What you will do: Recast the data below as a Markdown table with the columns No. and Line, giving each non-blank line its own numbered row.

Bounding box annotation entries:

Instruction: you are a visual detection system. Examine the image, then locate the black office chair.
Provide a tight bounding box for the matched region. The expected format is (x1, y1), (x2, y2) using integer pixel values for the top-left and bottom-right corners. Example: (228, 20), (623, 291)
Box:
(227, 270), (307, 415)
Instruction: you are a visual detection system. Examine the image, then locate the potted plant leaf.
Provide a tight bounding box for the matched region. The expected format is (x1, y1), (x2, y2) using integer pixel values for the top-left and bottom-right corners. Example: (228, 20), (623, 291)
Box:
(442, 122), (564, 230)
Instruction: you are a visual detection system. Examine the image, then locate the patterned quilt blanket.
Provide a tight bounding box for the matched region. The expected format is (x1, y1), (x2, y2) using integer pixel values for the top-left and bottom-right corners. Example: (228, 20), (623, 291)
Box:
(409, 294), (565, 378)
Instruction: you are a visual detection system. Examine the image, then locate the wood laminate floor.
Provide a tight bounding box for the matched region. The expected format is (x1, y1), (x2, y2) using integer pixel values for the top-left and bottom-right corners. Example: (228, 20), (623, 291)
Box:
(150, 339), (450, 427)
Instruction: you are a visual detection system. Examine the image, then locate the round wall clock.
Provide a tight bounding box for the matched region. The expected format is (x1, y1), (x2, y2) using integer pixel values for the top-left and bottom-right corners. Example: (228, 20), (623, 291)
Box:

Response for this exercise:
| No. | Line |
|---|---|
| 1 | Instruction: you are a visual detection system. Examine the image, then locate the black office chair. |
| 2 | Provide a tight bounding box for the matched region. The expected format is (x1, y1), (x2, y2) using integer pixel values for the top-left and bottom-right corners. Example: (228, 20), (623, 291) |
| 3 | Box: |
| 4 | (227, 270), (307, 415) |
| 5 | Instruction: you are a visual detection system. Examine the image, then locate the potted plant leaf. |
| 6 | Provide a tight bounding box for the matched region. The expected format is (x1, y1), (x2, y2) using integer pixel values for the top-left and bottom-right corners. Example: (228, 20), (623, 291) |
| 7 | Box: |
| 8 | (442, 122), (564, 230) |
| 9 | Instruction: you are a visual detection system. Examine the image, then locate the patterned quilt blanket. |
| 10 | Provide a tight bounding box for the matched region. The expected format is (x1, y1), (x2, y2) using integer pixel values for the top-left and bottom-right corners. Example: (228, 20), (623, 291) |
| 11 | Box: |
| 12 | (409, 294), (565, 378) |
| 13 | Instruction: you are a visual detection system. Examine the image, then locate the wood laminate floor. |
| 14 | Provide a tight bounding box for the matched region. The expected format is (x1, y1), (x2, y2) using integer pixel values for the top-left and bottom-right corners. Example: (228, 20), (623, 291) |
| 15 | Box: |
| 16 | (150, 339), (450, 427) |
| 17 | Instruction: you are a visual detection system. Examine the image, then locate the round wall clock. |
| 18 | Provide a tight bounding box for the matched region. The expected format is (x1, y1), (x2, y2) using integer pixel values for the top-left and bottom-right corners. Example: (228, 20), (623, 291) |
| 19 | Box: |